### REQUIRED TASK 1
Translate this sentence from the forum post on the binary-sum bijection into Spanish: "But how can I show this mathematically?"

──────── SELECTION ────────

Here's the problem statement:
Let $X = \{ x:\mathbb{N}\to\{0,1\}:\{i\in\mathbb{N}: x(i) = 1\}$ is finite $\}$.
The function $b_\infty: X \to \mathbb{N}$ defined by $b_\infty(x)=\sum_{i=0}^{\infty} x(i) \cdot 2^i$ is well-defined and bijective.
First let's prove injectivity.
Let $x_1,x_2 \in X$
Let $j\in\mathbb{N}$ be the largest $i$ s.t. $x_1(i) = 1$. Define $k \in \mathbb{N}$ similarly for $x_2$.
Let $x_1' = \{x_1(0), x_1(1), ...,x_1(j)\}$ and $x_2' = \{x_2(0), x_2(1), ...,x_1(k)\}$.
Then we can rewrite $b_\infty(x_1')=\sum_{i=0}^{j} x_1' \cdot2^i$ and $b_\infty(x_2')=\sum_{i=0}^{k} x_2' \cdot2^i$.
So, in general $b_\infty(x')=\sum_{i=0}^{n} x' \cdot2^i$ which is the decimal representation of a binary expansion and demonstrably injective.
I'm now stuck trying to prove $b_\infty$ is surjective.
$X$ must have the same cardinality as $\mathbb{N}$, correct? If so, I can use the fact that $b_\infty$ is injective to conclude that $b_\infty$ is surjective using the pigeonhole principle. But how can I show this mathematically?
Thanks in advance!

────────

### REQUIRED TASK 2
Arrange the rows as a numbered list, starting with the line with "Reviewer note: confirm one keypoint per instance of the garage" and going on through the last line of the rows, with any blank lines left out.

──────── INFORMATION GIVEN ────────

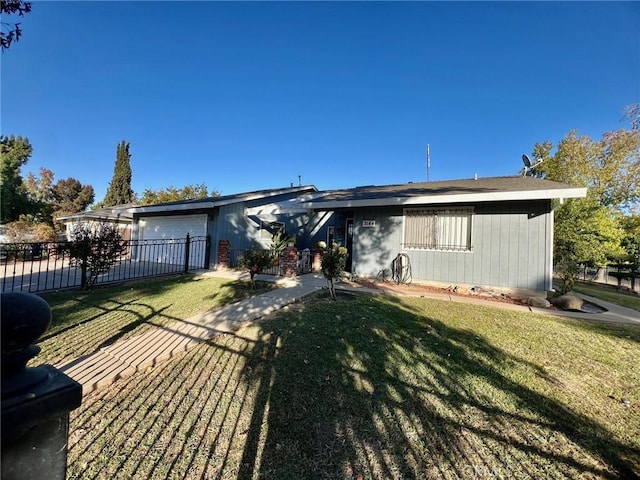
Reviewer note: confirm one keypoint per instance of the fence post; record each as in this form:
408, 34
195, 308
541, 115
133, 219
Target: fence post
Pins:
187, 248
36, 401
224, 253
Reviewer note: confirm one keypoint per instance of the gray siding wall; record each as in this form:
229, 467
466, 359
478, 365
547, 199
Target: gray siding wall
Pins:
511, 247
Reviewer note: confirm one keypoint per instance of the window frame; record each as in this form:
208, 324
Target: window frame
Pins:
442, 241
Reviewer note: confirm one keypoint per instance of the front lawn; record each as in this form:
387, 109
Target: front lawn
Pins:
608, 293
85, 321
376, 387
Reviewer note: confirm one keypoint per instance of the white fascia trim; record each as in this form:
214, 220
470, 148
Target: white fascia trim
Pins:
460, 198
208, 205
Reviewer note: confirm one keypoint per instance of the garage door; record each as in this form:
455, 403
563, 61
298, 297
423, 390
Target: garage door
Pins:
163, 238
152, 228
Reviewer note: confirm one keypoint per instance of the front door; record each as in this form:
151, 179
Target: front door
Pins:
349, 244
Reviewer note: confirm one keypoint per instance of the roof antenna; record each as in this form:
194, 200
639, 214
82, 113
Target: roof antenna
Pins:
529, 167
428, 160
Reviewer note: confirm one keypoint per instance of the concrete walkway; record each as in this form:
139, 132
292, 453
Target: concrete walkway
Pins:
142, 352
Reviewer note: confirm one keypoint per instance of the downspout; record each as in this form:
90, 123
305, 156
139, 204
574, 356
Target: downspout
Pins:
549, 279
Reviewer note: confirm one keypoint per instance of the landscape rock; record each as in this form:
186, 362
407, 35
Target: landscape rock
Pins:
538, 302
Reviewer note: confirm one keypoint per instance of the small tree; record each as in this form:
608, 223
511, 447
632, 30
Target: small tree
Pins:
333, 262
95, 249
255, 260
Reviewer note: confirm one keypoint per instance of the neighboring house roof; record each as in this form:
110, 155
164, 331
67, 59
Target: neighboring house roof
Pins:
444, 192
118, 213
211, 202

────────

### SOLUTION 1
Pero ¿cómo puedo demostrarlo matemáticamente?

### SOLUTION 2
1. Reviewer note: confirm one keypoint per instance of the garage door; record each as in this form:
2. 455, 403
3. 563, 61
4. 298, 297
5. 423, 390
6. Target: garage door
7. Pins:
8. 163, 238
9. 152, 228
10. Reviewer note: confirm one keypoint per instance of the front door; record each as in this form:
11. 151, 179
12. Target: front door
13. Pins:
14. 349, 244
15. Reviewer note: confirm one keypoint per instance of the roof antenna; record each as in this form:
16. 194, 200
17. 639, 214
18. 82, 113
19. Target: roof antenna
20. Pins:
21. 529, 167
22. 428, 160
23. Reviewer note: confirm one keypoint per instance of the concrete walkway; record each as in this form:
24. 139, 132
25. 292, 453
26. Target: concrete walkway
27. Pins:
28. 142, 352
29. Reviewer note: confirm one keypoint per instance of the downspout; record each as in this form:
30. 90, 123
31. 305, 156
32. 139, 204
33. 574, 356
34. Target: downspout
35. Pins:
36. 549, 279
37. Reviewer note: confirm one keypoint per instance of the landscape rock; record each as in this form:
38. 186, 362
39. 407, 35
40. Target: landscape rock
41. Pins:
42. 538, 302
43. Reviewer note: confirm one keypoint per instance of the small tree; record each as in this form:
44. 608, 223
45. 511, 447
46. 632, 30
47. Target: small tree
48. Pins:
49. 333, 262
50. 95, 249
51. 255, 260
52. Reviewer note: confirm one keypoint per instance of the neighboring house roof; record each as in this form:
53. 110, 155
54. 164, 331
55. 67, 59
56. Target: neighboring house roof
57. Pins:
58. 444, 192
59. 118, 213
60. 211, 202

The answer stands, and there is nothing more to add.